## Extract to read
Hacker News new | past | comments | ask | show | jobs | submit login
Frog Galvanoscope (wikipedia.org)
67 points by arittr on Aug 23, 2023 | hide | past | favorite | 16 comments



  >This research included the muscular response to opiates and static electricity, for which experiments the spinal cord and rear legs of a frog were dissected out together and the skin removed. In 1781,[5] an observation was made while a frog was being so dissected. An electric machine discharged just at the moment one of Galvani's assistants touched the crural nerve of a dissected frog with a scalpel. The frog's legs twitched as the discharge happened.
Just picturing this wild lab where you've got assistants preparing opiates, dissected frogs layed out with metal wires being attached to them, and spark-generating machines zapping in the background. What a scene, man.



    > The major drawback of the frog galvanoscope is that the frog leg frequently needs replacing. The leg will continue to respond for up to 44 hours, but after that a fresh one must be prepared.


All throughout reading this article I asked myself just how long a frog leg can be usable, considering nerves decompose quicky. It's answered towards the end with 44h, which is... a lot, and yet almost nothing for what you expect of a tool.


The tool is the pipe, wires, ... The frogs leg is not the tool, that's like fuel for a chain saw.


Yeah, if you couldn’t store chain saw fuel because it decomposed in 44h…


I don't know how difficult the process of skinning a frog leg is, but I imagine it's not too much effort to just keep some live frogs on hand and do that every two days.

## Task objective
Reproduce the passage of the frog galvanoscope discussion between "Hacker News new" and "a scene, man.", inclusive, without changing a word.

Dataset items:
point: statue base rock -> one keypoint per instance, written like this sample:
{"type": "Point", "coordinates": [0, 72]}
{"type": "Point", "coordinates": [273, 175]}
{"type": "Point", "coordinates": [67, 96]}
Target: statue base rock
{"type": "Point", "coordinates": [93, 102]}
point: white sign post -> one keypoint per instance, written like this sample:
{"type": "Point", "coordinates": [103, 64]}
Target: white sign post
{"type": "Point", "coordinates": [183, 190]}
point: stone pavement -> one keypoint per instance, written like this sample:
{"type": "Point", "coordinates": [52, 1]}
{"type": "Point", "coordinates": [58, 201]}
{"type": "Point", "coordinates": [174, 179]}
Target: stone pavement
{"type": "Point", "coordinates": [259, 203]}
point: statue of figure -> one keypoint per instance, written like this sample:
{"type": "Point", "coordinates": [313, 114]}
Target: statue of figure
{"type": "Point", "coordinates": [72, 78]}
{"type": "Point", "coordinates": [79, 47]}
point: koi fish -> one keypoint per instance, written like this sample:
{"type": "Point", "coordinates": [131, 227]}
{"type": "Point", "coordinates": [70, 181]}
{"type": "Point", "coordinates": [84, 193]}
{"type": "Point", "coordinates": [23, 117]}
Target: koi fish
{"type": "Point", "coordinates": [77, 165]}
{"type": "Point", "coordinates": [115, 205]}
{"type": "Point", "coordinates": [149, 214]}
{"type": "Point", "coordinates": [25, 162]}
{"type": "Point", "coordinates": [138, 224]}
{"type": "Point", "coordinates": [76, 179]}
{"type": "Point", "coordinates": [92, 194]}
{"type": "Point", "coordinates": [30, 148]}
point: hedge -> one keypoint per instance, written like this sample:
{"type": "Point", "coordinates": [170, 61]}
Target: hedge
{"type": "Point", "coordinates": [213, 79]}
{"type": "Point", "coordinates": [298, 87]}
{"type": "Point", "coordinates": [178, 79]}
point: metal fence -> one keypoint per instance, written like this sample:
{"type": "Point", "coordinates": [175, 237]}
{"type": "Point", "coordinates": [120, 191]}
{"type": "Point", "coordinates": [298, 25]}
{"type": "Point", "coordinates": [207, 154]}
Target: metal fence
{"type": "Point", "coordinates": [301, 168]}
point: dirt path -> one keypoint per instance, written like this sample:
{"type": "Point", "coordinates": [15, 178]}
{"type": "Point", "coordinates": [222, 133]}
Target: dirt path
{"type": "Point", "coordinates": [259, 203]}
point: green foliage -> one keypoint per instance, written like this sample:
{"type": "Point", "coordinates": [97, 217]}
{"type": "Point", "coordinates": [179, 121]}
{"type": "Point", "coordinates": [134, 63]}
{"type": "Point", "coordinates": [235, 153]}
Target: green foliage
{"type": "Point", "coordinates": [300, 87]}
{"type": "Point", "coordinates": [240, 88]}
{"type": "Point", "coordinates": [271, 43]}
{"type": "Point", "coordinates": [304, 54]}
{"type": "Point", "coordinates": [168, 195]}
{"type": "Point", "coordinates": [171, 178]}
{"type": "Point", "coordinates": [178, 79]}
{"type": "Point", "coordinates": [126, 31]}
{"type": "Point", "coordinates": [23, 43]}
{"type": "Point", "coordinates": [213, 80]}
==
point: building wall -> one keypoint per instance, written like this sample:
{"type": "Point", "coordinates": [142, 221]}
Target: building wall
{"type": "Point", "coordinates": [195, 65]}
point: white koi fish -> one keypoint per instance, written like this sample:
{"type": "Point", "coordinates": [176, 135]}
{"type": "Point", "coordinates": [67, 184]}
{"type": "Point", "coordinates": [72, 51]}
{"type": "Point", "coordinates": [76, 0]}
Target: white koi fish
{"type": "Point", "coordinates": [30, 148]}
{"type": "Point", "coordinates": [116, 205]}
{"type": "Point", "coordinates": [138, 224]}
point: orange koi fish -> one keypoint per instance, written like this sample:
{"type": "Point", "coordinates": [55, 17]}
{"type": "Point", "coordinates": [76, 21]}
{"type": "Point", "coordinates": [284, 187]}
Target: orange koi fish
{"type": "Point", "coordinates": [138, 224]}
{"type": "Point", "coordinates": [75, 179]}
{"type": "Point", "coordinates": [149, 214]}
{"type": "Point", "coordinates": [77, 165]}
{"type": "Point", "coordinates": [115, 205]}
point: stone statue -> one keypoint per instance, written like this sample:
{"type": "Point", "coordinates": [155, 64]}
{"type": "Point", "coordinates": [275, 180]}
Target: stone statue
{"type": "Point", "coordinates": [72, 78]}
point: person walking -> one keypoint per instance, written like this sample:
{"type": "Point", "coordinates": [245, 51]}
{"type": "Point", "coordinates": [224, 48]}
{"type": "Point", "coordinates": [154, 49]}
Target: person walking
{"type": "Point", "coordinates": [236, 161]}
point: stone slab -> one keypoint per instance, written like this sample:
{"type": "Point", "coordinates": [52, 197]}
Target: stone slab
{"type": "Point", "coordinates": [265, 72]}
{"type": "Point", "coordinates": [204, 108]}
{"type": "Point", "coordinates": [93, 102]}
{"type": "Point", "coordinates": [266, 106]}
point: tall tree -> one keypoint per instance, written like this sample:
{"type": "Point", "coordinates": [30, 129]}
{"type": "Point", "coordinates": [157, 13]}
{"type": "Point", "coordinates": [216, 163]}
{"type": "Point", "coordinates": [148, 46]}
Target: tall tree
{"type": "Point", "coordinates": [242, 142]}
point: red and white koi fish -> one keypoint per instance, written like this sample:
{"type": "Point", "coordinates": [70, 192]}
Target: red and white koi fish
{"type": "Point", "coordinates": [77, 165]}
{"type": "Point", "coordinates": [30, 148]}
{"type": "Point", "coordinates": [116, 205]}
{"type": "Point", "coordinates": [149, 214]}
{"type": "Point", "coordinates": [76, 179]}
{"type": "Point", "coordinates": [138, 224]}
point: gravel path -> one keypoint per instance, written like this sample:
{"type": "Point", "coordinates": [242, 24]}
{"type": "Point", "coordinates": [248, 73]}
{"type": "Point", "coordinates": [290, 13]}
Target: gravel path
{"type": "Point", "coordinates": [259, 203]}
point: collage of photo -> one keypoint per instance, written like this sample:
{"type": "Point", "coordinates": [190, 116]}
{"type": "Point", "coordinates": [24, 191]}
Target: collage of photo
--
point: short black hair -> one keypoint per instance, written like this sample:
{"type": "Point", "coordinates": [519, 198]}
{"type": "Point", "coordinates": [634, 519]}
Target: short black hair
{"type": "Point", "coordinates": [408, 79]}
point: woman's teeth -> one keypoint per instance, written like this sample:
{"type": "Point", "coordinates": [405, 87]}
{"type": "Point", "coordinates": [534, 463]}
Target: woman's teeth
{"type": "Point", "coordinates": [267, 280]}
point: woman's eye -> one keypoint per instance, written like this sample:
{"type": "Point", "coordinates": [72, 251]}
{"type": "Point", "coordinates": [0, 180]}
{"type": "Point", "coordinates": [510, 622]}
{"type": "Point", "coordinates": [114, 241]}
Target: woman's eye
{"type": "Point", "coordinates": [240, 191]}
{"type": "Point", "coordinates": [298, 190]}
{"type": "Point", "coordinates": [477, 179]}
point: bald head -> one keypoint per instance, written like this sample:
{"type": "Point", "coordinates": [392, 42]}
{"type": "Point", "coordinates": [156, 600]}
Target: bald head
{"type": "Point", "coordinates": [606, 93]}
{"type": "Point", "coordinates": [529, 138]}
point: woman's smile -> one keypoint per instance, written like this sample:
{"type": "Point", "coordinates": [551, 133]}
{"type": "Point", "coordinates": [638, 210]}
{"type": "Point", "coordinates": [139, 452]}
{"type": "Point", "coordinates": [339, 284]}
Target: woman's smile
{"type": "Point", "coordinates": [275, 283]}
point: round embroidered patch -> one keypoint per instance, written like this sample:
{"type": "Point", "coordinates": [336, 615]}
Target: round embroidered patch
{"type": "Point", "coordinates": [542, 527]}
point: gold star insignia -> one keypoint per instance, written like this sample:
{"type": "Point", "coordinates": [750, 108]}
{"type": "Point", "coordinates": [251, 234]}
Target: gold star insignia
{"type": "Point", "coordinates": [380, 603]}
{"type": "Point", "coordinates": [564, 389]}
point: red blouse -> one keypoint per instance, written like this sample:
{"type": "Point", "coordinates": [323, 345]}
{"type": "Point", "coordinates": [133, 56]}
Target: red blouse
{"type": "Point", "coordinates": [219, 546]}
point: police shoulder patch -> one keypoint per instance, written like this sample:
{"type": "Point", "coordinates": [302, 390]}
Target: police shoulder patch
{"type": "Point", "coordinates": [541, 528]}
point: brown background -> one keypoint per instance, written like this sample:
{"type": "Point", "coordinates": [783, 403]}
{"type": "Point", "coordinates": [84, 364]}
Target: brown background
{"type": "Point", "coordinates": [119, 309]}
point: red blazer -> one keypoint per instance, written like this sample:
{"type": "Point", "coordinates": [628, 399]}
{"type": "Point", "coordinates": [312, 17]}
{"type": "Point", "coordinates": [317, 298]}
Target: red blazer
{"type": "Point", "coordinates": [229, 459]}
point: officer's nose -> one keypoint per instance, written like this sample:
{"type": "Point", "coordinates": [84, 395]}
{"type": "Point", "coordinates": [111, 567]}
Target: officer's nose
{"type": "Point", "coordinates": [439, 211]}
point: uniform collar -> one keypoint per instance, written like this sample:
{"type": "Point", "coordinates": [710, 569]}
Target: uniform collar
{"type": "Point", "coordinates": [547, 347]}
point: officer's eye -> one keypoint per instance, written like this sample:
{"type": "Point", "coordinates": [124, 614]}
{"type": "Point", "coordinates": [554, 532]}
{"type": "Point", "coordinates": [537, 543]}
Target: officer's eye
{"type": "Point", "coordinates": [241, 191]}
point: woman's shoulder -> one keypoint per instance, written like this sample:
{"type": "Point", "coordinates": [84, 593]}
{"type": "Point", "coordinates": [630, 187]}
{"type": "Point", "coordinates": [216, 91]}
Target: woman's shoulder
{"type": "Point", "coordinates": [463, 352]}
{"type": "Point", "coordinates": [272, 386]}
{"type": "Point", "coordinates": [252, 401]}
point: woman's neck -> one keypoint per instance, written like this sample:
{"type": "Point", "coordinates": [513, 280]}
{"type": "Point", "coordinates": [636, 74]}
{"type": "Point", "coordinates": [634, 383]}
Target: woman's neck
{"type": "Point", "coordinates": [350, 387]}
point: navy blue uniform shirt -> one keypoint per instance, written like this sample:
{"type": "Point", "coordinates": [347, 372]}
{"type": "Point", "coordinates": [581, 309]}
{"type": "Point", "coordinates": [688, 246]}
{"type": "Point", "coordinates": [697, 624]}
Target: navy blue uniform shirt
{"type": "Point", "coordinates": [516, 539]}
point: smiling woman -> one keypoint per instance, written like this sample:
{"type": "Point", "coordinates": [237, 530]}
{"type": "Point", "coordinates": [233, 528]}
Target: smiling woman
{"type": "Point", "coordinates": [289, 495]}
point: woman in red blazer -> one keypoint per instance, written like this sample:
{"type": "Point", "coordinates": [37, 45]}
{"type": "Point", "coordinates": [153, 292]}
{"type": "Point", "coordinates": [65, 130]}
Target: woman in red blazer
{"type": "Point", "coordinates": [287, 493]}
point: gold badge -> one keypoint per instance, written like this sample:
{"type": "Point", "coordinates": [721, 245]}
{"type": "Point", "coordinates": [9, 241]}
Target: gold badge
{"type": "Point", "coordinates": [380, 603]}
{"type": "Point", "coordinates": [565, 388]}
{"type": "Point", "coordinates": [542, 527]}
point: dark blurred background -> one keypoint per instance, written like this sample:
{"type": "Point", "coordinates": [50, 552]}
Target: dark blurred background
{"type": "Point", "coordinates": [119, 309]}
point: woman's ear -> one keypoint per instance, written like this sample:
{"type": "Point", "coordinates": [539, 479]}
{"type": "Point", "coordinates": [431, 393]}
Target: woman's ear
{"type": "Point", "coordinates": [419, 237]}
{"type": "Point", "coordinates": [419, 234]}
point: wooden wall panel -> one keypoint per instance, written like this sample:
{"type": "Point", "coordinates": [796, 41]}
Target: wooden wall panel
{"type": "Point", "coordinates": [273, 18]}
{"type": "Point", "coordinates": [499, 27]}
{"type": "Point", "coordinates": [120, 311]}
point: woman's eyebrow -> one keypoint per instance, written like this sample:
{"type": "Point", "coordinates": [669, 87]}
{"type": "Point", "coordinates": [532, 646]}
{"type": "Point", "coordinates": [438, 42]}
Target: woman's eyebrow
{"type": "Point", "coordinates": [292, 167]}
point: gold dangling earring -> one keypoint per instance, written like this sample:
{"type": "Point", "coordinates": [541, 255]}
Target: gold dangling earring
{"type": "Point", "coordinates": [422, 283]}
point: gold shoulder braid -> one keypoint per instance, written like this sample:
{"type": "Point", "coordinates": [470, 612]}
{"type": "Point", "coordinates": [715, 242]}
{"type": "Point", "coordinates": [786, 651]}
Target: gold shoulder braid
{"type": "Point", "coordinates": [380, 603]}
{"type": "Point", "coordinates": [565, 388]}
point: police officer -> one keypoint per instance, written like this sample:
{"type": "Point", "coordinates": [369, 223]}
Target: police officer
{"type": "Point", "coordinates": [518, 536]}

## Exercise solution
Hacker News new | past | comments | ask | show | jobs | submit login
Frog Galvanoscope (wikipedia.org)
67 points by arittr on Aug 23, 2023 | hide | past | favorite | 16 comments



  >This research included the muscular response to opiates and static electricity, for which experiments the spinal cord and rear legs of a frog were dissected out together and the skin removed. In 1781,[5] an observation was made while a frog was being so dissected. An electric machine discharged just at the moment one of Galvani's assistants touched the crural nerve of a dissected frog with a scalpel. The frog's legs twitched as the discharge happened.
Just picturing this wild lab where you've got assistants preparing opiates, dissected frogs layed out with metal wires being attached to them, and spark-generating machines zapping in the background. What a scene, man.